What you produce should match the records exactly, line for line.

→ Data shown:
- - - - - - -

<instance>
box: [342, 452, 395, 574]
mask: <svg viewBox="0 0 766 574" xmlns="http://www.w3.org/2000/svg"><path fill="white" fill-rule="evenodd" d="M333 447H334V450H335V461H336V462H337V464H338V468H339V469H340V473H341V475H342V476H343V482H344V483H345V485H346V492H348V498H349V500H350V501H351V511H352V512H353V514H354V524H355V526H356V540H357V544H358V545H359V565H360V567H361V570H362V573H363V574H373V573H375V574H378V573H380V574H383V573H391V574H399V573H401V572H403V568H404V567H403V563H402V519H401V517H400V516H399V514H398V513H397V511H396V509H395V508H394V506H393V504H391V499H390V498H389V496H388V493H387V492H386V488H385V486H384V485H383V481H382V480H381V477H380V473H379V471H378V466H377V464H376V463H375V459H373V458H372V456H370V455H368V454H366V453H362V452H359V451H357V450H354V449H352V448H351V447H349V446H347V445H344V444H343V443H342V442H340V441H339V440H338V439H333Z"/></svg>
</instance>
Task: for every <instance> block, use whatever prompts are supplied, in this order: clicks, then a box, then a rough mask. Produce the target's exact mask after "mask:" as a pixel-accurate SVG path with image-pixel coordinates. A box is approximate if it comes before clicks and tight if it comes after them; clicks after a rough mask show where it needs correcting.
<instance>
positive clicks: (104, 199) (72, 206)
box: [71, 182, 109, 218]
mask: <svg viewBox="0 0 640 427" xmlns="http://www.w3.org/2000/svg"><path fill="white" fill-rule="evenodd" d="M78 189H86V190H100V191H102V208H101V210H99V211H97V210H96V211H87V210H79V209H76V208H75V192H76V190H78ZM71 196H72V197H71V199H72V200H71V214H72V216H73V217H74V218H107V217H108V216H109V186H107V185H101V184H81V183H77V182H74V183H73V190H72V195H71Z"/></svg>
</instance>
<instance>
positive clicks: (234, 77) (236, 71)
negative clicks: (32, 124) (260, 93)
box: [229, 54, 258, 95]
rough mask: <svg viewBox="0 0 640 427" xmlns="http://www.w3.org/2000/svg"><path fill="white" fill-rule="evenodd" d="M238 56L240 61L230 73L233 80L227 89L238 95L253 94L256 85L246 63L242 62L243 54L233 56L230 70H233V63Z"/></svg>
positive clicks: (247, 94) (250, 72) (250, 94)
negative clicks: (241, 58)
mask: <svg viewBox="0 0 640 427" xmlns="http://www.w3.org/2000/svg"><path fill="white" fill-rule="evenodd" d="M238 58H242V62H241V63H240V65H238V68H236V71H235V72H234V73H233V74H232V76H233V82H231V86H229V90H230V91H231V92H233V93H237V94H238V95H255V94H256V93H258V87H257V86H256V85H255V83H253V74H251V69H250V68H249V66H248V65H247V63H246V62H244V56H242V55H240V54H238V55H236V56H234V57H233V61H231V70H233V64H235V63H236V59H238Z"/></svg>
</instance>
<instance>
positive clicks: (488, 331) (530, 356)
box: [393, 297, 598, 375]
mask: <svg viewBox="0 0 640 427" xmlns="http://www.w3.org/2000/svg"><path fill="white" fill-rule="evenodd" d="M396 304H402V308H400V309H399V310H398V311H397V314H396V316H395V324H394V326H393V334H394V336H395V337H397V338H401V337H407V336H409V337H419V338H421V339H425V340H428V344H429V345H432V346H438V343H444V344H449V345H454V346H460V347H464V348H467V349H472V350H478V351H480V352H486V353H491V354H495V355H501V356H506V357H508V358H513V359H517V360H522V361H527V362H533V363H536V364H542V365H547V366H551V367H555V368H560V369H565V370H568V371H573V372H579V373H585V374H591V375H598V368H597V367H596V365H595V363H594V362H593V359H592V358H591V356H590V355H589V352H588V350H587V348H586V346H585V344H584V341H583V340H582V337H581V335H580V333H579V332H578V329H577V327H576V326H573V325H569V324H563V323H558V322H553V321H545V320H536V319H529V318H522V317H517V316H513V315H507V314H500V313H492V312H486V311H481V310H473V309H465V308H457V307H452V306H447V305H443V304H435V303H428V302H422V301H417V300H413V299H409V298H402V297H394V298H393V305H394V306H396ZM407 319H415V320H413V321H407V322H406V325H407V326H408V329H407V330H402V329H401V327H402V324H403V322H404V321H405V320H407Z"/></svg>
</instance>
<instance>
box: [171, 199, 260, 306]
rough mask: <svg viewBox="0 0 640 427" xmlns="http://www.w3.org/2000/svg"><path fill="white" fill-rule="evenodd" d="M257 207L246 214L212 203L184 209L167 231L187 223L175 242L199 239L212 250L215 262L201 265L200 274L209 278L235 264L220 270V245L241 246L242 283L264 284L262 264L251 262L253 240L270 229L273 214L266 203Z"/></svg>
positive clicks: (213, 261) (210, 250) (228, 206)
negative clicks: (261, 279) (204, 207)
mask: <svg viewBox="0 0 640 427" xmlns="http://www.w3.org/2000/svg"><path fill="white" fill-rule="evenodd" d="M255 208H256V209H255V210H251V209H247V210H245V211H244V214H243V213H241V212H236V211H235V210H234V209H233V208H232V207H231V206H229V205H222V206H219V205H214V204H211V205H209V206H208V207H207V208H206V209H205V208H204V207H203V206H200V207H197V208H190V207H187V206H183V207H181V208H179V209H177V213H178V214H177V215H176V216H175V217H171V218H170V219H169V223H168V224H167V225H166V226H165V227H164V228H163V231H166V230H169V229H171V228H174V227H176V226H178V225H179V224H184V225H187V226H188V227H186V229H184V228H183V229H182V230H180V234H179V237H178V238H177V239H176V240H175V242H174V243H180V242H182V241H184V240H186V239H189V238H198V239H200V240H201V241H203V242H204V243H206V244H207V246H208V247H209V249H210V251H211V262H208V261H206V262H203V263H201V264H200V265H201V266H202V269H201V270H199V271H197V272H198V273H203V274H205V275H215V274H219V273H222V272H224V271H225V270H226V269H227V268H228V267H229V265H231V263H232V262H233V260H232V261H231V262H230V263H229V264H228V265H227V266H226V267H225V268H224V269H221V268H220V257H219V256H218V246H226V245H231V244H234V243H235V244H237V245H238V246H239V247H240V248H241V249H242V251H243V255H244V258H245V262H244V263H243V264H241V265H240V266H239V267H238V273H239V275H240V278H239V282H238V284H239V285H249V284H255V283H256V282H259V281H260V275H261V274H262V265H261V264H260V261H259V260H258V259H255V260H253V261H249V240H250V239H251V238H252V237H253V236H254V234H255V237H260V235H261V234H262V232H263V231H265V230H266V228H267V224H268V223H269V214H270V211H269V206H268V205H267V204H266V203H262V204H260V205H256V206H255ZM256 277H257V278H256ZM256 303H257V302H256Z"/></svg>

- - - - - - -

→ Reply:
<instance>
box: [342, 452, 395, 574]
mask: <svg viewBox="0 0 766 574" xmlns="http://www.w3.org/2000/svg"><path fill="white" fill-rule="evenodd" d="M333 447H334V450H335V461H336V462H337V464H338V468H339V469H340V473H341V475H342V476H343V482H344V483H345V485H346V492H348V498H349V500H350V501H351V511H352V512H353V514H354V524H355V526H356V540H357V544H358V545H359V565H360V567H361V570H362V573H363V574H373V573H375V574H378V573H380V574H383V573H391V574H399V573H401V572H403V568H404V567H403V563H402V519H401V517H400V516H399V514H398V513H397V511H396V509H395V508H394V506H393V504H391V499H390V498H389V496H388V493H387V492H386V488H385V486H384V485H383V481H382V480H381V477H380V473H379V471H378V466H377V464H376V463H375V459H373V458H372V456H370V455H368V454H366V453H362V452H359V451H357V450H354V449H352V448H351V447H349V446H347V445H344V444H343V443H342V442H340V441H339V440H338V439H333Z"/></svg>
</instance>
Task: for every <instance> block, use whatever prompts are supplied, in this order: clicks, then a box, then a rough mask. Produce the target's exact mask after "mask:" as a pixel-accurate SVG path with image-pixel coordinates. A box is approximate if it comes before clicks and tight if it comes after them; clicks after a rough mask show where it needs correcting.
<instance>
positive clicks: (104, 199) (72, 206)
box: [71, 182, 109, 218]
mask: <svg viewBox="0 0 640 427" xmlns="http://www.w3.org/2000/svg"><path fill="white" fill-rule="evenodd" d="M78 189H86V190H100V191H102V208H101V210H99V211H97V210H96V211H87V210H79V209H76V208H75V192H76V190H78ZM71 196H72V197H71V199H72V200H71V214H72V216H73V217H74V218H107V217H108V216H109V186H107V185H101V184H81V183H77V182H74V183H73V190H72V195H71Z"/></svg>
</instance>
<instance>
positive clicks: (234, 77) (236, 71)
negative clicks: (32, 124) (260, 93)
box: [229, 54, 258, 95]
rough mask: <svg viewBox="0 0 640 427" xmlns="http://www.w3.org/2000/svg"><path fill="white" fill-rule="evenodd" d="M238 56L240 61L230 73L233 80L227 89L238 95L253 94L256 85L246 63L242 62L243 54L233 56L230 70H233V63Z"/></svg>
positive clicks: (247, 94) (250, 72) (250, 94)
negative clicks: (241, 58)
mask: <svg viewBox="0 0 640 427" xmlns="http://www.w3.org/2000/svg"><path fill="white" fill-rule="evenodd" d="M238 58H242V62H241V63H240V65H238V68H236V71H235V72H234V73H233V74H232V76H233V82H231V86H229V90H230V91H231V92H233V93H237V94H238V95H255V94H256V93H258V87H257V86H256V85H255V83H253V74H251V69H250V68H249V66H248V65H247V63H246V62H244V56H242V55H240V54H238V55H236V56H234V57H233V61H231V70H233V64H235V63H236V59H238Z"/></svg>
</instance>
<instance>
positive clicks: (488, 331) (530, 356)
box: [393, 297, 598, 375]
mask: <svg viewBox="0 0 640 427" xmlns="http://www.w3.org/2000/svg"><path fill="white" fill-rule="evenodd" d="M396 304H402V308H400V309H399V310H398V311H397V314H396V316H395V324H394V326H393V334H394V336H395V337H397V338H401V337H407V336H409V337H419V338H421V339H425V340H428V344H429V345H432V346H438V343H444V344H449V345H454V346H460V347H464V348H467V349H472V350H478V351H480V352H486V353H491V354H495V355H501V356H506V357H508V358H513V359H517V360H522V361H527V362H533V363H536V364H542V365H547V366H551V367H555V368H560V369H565V370H568V371H573V372H579V373H585V374H591V375H598V368H597V367H596V365H595V363H594V362H593V359H592V358H591V356H590V355H589V352H588V350H587V348H586V346H585V344H584V341H583V340H582V337H581V335H580V333H579V332H578V329H577V327H576V326H573V325H569V324H563V323H558V322H553V321H545V320H536V319H529V318H522V317H517V316H513V315H507V314H500V313H492V312H486V311H481V310H473V309H465V308H457V307H452V306H447V305H443V304H435V303H428V302H422V301H417V300H413V299H409V298H402V297H394V298H393V305H394V306H396ZM407 319H415V320H413V321H407V322H406V325H407V326H408V329H407V330H402V329H401V327H402V324H403V322H404V321H405V320H407Z"/></svg>
</instance>
<instance>
box: [171, 199, 260, 306]
rough mask: <svg viewBox="0 0 640 427" xmlns="http://www.w3.org/2000/svg"><path fill="white" fill-rule="evenodd" d="M257 207L246 214L212 203L184 209L167 231L187 223L175 242L199 239L212 250L215 262L201 265L200 274L209 278L235 264L220 270V245L241 246L242 283L264 284L262 264L251 262L253 240L270 229L273 214L266 203Z"/></svg>
positive clicks: (213, 261) (210, 250) (228, 206)
negative clicks: (261, 279) (204, 207)
mask: <svg viewBox="0 0 640 427" xmlns="http://www.w3.org/2000/svg"><path fill="white" fill-rule="evenodd" d="M255 208H256V209H255V210H251V209H247V210H245V211H244V214H243V213H241V212H236V211H235V210H234V209H233V208H232V207H231V206H229V205H222V206H219V205H214V204H211V205H209V206H208V207H207V208H206V209H205V208H204V207H203V206H200V207H197V208H190V207H187V206H183V207H181V208H179V209H177V213H178V214H177V215H176V216H175V217H171V218H170V219H169V223H168V224H167V225H166V226H165V227H164V228H163V231H166V230H169V229H171V228H174V227H176V226H178V225H179V224H184V225H187V226H188V227H186V229H184V228H183V229H182V230H180V234H179V237H178V238H177V239H176V240H175V242H174V243H180V242H182V241H184V240H186V239H189V238H198V239H200V240H201V241H203V242H204V243H206V244H207V246H208V247H209V249H210V251H211V262H208V261H206V262H203V263H201V264H200V265H201V266H202V269H201V270H199V271H197V272H198V273H203V274H205V275H215V274H219V273H222V272H224V271H225V270H226V269H227V268H228V267H229V265H231V263H232V262H233V260H232V261H231V262H230V263H229V264H228V265H227V266H226V267H225V268H224V269H221V268H220V257H219V256H218V246H226V245H231V244H234V243H235V244H237V245H238V246H239V247H240V248H241V249H242V251H243V255H244V258H245V262H244V263H243V264H241V265H240V266H239V267H238V273H239V275H240V278H239V282H238V284H239V285H249V284H255V283H256V282H259V281H260V275H261V274H262V265H261V264H260V261H259V260H258V259H255V260H253V261H249V240H250V239H251V238H252V237H253V236H254V234H255V237H260V235H261V234H262V232H263V231H265V230H266V228H267V224H268V223H269V214H270V211H269V206H268V205H267V204H266V203H262V204H260V205H256V206H255ZM256 277H257V278H256ZM256 303H257V302H256Z"/></svg>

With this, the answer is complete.